Stored items:
========

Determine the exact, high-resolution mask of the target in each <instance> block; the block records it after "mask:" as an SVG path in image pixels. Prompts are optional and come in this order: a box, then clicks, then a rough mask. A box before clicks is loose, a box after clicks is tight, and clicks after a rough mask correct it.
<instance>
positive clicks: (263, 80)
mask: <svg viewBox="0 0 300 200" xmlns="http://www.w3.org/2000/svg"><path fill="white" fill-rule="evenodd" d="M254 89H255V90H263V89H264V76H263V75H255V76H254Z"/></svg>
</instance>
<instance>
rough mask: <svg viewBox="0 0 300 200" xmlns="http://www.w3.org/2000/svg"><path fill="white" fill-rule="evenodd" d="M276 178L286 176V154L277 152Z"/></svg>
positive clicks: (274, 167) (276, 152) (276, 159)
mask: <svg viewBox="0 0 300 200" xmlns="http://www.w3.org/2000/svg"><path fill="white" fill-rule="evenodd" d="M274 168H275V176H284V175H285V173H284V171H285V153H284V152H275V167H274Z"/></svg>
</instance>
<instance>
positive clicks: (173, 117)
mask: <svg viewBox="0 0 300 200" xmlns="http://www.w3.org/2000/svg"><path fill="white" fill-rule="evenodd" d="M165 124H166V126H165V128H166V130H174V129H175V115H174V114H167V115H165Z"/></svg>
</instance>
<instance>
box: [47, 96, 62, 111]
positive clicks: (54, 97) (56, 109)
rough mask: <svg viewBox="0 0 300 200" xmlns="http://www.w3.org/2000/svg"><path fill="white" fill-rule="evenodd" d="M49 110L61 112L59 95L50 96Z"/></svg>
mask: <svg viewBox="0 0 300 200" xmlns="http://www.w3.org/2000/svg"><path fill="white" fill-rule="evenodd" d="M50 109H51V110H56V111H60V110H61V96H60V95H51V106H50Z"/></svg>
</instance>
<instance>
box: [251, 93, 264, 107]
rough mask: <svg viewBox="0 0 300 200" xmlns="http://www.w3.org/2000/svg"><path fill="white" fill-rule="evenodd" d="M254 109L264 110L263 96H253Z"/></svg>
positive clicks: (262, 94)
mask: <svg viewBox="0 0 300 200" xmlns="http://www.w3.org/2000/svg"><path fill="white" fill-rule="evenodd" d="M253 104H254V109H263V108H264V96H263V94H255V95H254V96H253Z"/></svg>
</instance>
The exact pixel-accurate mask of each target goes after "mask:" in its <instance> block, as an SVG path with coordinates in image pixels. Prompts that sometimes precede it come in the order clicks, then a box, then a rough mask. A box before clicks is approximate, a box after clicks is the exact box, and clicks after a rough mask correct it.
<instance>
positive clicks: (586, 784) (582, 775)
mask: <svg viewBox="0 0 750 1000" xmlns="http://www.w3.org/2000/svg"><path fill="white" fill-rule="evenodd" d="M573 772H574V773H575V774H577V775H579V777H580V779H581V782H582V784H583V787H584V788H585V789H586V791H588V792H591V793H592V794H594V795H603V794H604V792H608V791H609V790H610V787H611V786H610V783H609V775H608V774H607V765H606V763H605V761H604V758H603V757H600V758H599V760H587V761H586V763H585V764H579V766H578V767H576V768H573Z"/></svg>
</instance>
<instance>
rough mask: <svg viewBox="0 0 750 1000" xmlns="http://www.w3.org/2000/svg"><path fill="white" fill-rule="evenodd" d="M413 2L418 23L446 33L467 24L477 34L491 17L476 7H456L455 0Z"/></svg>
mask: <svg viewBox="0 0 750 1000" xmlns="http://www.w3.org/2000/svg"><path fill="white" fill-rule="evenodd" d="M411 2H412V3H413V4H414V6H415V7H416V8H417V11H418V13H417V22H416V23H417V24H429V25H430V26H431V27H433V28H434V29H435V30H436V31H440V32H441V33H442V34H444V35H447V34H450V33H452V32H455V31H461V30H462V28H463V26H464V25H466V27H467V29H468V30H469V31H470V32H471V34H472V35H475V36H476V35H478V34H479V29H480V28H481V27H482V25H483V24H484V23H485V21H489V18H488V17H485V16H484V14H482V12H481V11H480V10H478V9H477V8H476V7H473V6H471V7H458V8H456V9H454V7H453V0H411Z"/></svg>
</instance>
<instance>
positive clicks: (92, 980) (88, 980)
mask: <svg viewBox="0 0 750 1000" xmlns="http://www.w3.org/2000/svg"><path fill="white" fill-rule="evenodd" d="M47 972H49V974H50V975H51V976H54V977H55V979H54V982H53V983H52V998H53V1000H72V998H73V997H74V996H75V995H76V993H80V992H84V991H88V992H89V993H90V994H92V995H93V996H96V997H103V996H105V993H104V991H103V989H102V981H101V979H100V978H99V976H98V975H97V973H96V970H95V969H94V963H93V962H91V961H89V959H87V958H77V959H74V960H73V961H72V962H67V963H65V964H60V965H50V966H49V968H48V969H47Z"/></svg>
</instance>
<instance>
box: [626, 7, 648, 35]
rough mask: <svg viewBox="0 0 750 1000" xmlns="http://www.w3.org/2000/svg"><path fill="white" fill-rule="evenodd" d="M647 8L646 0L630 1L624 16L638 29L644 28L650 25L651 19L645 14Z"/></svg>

========

Problem:
Return only the lines of the records in which the string "correct" appears.

Output:
Determine the exact, high-resolution mask of the target in each <instance> block; the block records it after "mask:" as an SVG path in image pixels. Prompts are optional and come in this order: a box, then clicks, then a rough mask. A box before clicks is loose, a box after clicks is tight, and clicks after a rough mask correct it.
The exact pixel-accurate mask of each target goes after "mask:" in its <instance> block, as an SVG path with coordinates in image pixels. Prompts that sometimes precede it come in the order clicks, then a box, then a rough mask. A box before clicks is approximate, a box after clicks is the exact box, and clicks after a rough mask correct it.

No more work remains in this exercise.